● **WHAT IS ASKED**
A: Decide whether each statement below agrees with the lecture notes on support vector machines. Answer yes or no for each and quote the words from the notes that settle it.
(i) The notes say that w is often used for the vector of parameters.
(ii) The notes say the soft margin SVM formulation has only d variables.
(iii) The notes are dated Thursday, September 19, 2019.
B: According to the lecture notes on support vector machines, what is the quiz password?
C: Pick up the lecture notes on support vector machines from where they stop and continue them.

#!/usr/bin/env python
# coding: utf-8
# $\LaTeX \text{ commands here}
# \newcommand{\R}{\mathbb{R}}
# \newcommand{\im}{\text{im}\,}
# \newcommand{\norm}[1]{||#1||}
# \newcommand{\inner}[1]{\langle #1 \rangle}
# \newcommand{\span}{\mathrm{span}}
# \newcommand{\proj}{\mathrm{proj}}
# \newcommand{\OPT}{\mathrm{OPT}}
# \newcommand{\grad}{\nabla}
# \newcommand{\eps}{\varepsilon}
# $
#
#
# **Georgia Tech, CS 4540**
#
# # L8: Least Squares, Support Vector Machines, and Logistic Regression
#
# Jake Abernethy and Benjamin Bray
#
# Quiz password: regress
#
# *Tuesday, September 17, 2019*
# ## Review: Objective Functions
#
# General Objective Function for *supervised* machine learning problems:
# $$
# J(\theta; x, y) = \frac{1}{n} \sum_{n=1}^N \ell(y_n, h_\theta(x_n))
# $$
# Goal: find a $\theta$ that minimizes this objective! (*Note*: we often use $w$ for the vector of parameters)
# ## Support Vector Machines
#
# In the SVM problem, we have $n$ *datapoints* $(x_1, y_1), \ldots, (x_n, y_n)$, where $x_i \in \mathbb{R}^d$, and $y_i \in \{-1,1\}$. We want to find a linear classifier $\theta \in \mathbb{R}^d$ which classifies the datapoints with a *large margin* but allowing for some *slack*. The soft margin SVM is formulated as follows:
# \begin{align*}
# \mathop{\text{minimize }}_{\theta \in \mathbb{R}^d, \xi_1,\ldots, \xi_n \geq 0} \quad & \frac 1 2 \|\theta\|^2 + C \sum_{i=1}^n \xi_i \\
# \text{subject to } \quad & y_i (\theta^\top x_i) \geq 1 - \xi_i \quad \text{ for } i=1, \ldots, n
# \end{align*}
# #### Problem
#
# The above formulation, with $n + d$ variables, is actually equivalent to an unconstrained problem with only $d$ variables below. Why is that?

[Dataset items]
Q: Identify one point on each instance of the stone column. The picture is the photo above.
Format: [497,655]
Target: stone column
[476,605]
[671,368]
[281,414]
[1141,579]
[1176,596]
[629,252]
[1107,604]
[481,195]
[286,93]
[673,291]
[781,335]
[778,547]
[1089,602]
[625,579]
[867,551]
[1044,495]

● **RESULTS BY TASK**
A:
(i) Yes: "we often use $w$ for the vector of parameters"
(ii) No: "The above formulation, with $n + d$ variables"
(iii) No: "Tuesday, September 17, 2019"

B: The quiz password is "regress."

C:
# $$
# \mathop{\text{minimize }}_{\theta \in \mathbb{R}^d} \quad \frac 1 2 \|\theta\|^2 + C\sum_{i=1}^n \max\{0, 1 - y_i(\theta^\top x_i)\}
# $$
# ## SVM with only support vectors
#
# Let us assume we have found the $\theta^*$ that solves the SVM objective:
# $$
# \mathop{\text{minimize }}_{\theta \in \mathbb{R}^d} \quad \frac 1 2 \|\theta\|^2 + C\sum_{i=1}^n \max\{0, 1 - y_i(\theta^\top x_i)\}.
# $$
# Now consider the set of so-called *support vectors* $S := \{ i : y_i(\theta^{*\top} x_i) \leq 1 \}$.
#
# #### Problem
# Is $\theta^*$ also a solution of the following modified objective? Why or why not?
# $$
# \mathop{\text{minimize }}_{\theta \in \mathbb{R}^d} \quad \frac 1 2 \|\theta\|^2 + C\sum_{i \in S} \max\{0, 1 - y_i(\theta^\top x_i)\}.
# $$
#
# ## Least Squares
#
# ##### Objective
#
# $$
# \begin{align}
# J(\theta; X, y)
# &= \frac{1}{2} \sum_{n=1}^N (y_n - \theta^T x_n)^2 \\
# &= \frac{1}{2} || y - \theta^T X ||^2
# \end{align}
# $$
#
# * Input dataset $X \in \mathbb{R}^{D \times N}$ with columns $x_1,\dots,x_N \in \R^D$
# * Output $y \in \mathbb{R}^N$ with entries $y_1,\dots,y_n \in \mathbb{R}$
# * Hypothesis $h_\theta : \mathbb{R}^D \rightarrow \mathbb{R}$ defined as $h_\theta(x) = \theta^T x$
# * Squared loss $\ell(y_1,y_2) = (y_1 - y_2)^2$
# * Weights / Parameters $\theta \in \mathbb{R}^D$
# ### Gradient Descent for Least Squares, convergence
#
# As shown in the reading, the (batch) gradient descent update for the least squares objective is:
# $$
# \theta_{t+1}
# = \theta_{t} + \alpha \sum_{n=1}^N (y_n - h_\theta(x_n)) x_n
# $$
#
# #### Problem: Convergence Rate
#
# Using the convergence theory from last lecture, what can you say about the convergence rate of gradient descent for least squares? Is "iterate averaging" required?
#
# (*Hint:* From the reading, you know the objective is convex. Are any stronger properties true?)
# #### Problem: Regularization
#
# Suppose we add a 2-norm regularizer to the objective function for least-squares linear regression. How does the convergence rate change?
# $$
# J_{new}(\theta) = J_{old}(\theta) + \lambda || \theta ||^2
# $$
# (here, $\lambda > 0$ is a parameter which controls the relative importance of the regularizer)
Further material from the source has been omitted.